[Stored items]
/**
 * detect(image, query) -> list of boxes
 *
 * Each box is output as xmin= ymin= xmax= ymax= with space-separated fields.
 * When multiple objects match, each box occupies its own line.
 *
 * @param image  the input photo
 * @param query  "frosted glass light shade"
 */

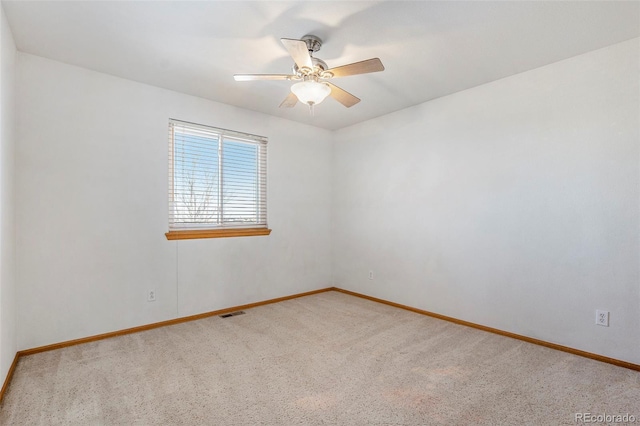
xmin=291 ymin=81 xmax=331 ymax=105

* Problem requirements: Switch "frosted" to "etched" in each of the stored items above and repeat them with nothing else changed. Leave the pictures out.

* Answer to this exercise:
/**
 * detect(image, query) -> list of boxes
 *
 * Each box is output as xmin= ymin= xmax= ymax= with space-separated fields.
 * When multiple objects match, each box occupies its own line.
 *
 * @param image  the input photo
 * @param query  "etched glass light shade"
 */

xmin=291 ymin=81 xmax=331 ymax=105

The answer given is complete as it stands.